*** Given records ***

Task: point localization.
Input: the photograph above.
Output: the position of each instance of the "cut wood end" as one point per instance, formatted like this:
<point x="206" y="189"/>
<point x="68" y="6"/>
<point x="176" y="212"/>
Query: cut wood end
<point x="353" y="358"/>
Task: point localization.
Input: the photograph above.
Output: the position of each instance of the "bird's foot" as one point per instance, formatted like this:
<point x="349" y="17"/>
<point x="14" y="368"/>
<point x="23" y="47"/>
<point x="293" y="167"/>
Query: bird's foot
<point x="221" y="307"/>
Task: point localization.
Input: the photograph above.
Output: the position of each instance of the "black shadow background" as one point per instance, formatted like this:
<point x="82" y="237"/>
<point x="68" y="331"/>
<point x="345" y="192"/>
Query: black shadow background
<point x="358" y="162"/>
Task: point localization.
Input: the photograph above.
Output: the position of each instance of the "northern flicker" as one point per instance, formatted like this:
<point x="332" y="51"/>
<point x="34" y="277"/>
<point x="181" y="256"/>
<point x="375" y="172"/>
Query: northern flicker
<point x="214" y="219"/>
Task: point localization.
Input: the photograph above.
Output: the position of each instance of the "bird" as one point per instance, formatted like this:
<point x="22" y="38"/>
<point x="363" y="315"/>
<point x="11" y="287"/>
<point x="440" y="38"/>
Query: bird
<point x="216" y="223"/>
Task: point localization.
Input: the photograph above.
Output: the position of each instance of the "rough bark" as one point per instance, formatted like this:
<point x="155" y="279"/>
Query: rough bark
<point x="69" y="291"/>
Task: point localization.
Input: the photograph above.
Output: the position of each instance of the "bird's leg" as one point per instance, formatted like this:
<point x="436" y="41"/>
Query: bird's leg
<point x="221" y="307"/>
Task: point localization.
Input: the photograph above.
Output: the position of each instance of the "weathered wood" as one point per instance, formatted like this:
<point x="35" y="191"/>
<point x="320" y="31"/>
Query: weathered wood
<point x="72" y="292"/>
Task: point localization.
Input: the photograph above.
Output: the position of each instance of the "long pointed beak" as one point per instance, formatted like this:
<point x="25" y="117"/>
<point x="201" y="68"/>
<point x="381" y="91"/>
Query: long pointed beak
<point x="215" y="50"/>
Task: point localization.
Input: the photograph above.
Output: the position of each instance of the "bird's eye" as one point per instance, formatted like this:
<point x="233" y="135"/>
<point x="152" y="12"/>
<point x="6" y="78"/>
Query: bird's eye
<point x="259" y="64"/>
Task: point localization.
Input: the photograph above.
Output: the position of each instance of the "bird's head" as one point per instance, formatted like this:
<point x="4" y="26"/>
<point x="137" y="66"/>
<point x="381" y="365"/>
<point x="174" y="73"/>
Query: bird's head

*** End of Given records ***
*** Given records ***

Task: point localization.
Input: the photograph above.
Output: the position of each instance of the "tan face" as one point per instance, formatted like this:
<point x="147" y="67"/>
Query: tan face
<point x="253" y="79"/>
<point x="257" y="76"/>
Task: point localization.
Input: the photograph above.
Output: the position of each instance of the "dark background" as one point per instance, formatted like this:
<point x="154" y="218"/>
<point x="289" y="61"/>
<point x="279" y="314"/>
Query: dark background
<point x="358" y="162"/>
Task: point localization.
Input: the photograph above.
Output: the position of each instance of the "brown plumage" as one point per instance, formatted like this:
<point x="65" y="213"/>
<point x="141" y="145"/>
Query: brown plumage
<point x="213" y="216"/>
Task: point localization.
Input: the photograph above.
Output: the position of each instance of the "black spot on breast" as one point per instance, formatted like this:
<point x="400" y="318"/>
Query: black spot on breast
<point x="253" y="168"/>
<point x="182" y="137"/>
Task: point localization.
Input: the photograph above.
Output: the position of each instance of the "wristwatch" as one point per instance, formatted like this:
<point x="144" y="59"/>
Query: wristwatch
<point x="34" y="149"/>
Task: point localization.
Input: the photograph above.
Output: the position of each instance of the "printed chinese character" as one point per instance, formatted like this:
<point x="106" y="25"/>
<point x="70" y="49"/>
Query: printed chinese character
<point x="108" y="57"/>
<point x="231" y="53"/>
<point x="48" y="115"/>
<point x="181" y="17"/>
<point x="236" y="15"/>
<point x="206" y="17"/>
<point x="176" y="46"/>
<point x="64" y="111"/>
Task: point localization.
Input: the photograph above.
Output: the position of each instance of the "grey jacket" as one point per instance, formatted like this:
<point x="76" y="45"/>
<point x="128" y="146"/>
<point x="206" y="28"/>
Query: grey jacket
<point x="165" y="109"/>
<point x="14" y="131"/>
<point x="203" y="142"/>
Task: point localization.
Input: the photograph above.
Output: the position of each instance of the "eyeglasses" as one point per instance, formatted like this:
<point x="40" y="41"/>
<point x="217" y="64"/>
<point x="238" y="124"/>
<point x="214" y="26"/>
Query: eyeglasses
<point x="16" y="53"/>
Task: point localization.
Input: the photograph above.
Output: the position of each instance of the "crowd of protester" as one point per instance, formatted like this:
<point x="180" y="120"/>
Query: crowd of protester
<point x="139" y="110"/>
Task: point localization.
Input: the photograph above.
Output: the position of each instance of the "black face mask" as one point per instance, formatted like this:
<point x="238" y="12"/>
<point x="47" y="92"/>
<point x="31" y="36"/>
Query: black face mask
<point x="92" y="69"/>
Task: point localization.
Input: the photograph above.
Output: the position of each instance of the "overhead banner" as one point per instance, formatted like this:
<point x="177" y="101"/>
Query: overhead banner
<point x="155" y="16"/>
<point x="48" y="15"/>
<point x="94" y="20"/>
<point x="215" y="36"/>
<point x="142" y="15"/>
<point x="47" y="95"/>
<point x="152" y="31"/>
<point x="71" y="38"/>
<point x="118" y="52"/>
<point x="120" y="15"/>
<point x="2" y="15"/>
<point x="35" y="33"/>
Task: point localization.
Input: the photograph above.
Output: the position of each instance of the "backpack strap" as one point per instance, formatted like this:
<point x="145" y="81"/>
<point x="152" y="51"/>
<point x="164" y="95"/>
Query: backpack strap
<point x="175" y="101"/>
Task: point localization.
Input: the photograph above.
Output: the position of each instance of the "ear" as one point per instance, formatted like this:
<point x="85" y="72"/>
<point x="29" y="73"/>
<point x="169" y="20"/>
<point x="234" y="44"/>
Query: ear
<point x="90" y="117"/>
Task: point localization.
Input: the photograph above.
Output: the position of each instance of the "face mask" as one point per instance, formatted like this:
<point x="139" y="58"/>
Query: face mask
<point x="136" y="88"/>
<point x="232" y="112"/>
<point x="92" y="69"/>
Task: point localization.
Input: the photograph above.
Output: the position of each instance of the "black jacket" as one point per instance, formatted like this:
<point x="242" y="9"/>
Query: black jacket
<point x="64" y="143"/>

*** End of Given records ***

» Activity: In the data above, which lines lie between the line with "Query: northern flicker" and the line with "Query: bird's head", inclusive? Print those lines exactly and nothing else.

» Your solution:
Query: northern flicker
<point x="214" y="219"/>
Task: point localization.
Input: the photograph above.
Output: the position of each instance of the "bird" as one point per instance, formatted like this:
<point x="22" y="38"/>
<point x="363" y="315"/>
<point x="11" y="287"/>
<point x="440" y="38"/>
Query: bird
<point x="216" y="223"/>
Task: point localization.
Input: the photograph above.
Output: the position of each instance of the "rough bark" as one point per instance, formatted like this:
<point x="155" y="279"/>
Query: rough bark
<point x="69" y="291"/>
Task: point localization.
Input: the photograph above.
Output: the position of each instance of the "bird's leg" as one point per instance, formatted like this:
<point x="436" y="41"/>
Query: bird's leg
<point x="221" y="307"/>
Task: point localization.
Input: the photograph above.
Output: the position of each instance of the "weathered wood" as one point per instance, formatted like this:
<point x="35" y="191"/>
<point x="320" y="31"/>
Query: weathered wood
<point x="72" y="292"/>
Task: point localization.
Input: the photograph above.
Output: the position of each instance of the "long pointed beak" as one point per instance, formatted like this:
<point x="25" y="117"/>
<point x="201" y="68"/>
<point x="381" y="91"/>
Query: long pointed beak
<point x="215" y="50"/>
Task: point localization.
Input: the photograph above.
Output: the position of each instance of the "bird's eye" as one point per instance, formatted like this:
<point x="233" y="135"/>
<point x="152" y="12"/>
<point x="6" y="78"/>
Query: bird's eye
<point x="259" y="64"/>
Task: point localization.
Input: the photograph above.
Output: the position of each instance of the "bird's head" as one point per instance, formatted like this:
<point x="4" y="26"/>
<point x="137" y="66"/>
<point x="381" y="365"/>
<point x="174" y="73"/>
Query: bird's head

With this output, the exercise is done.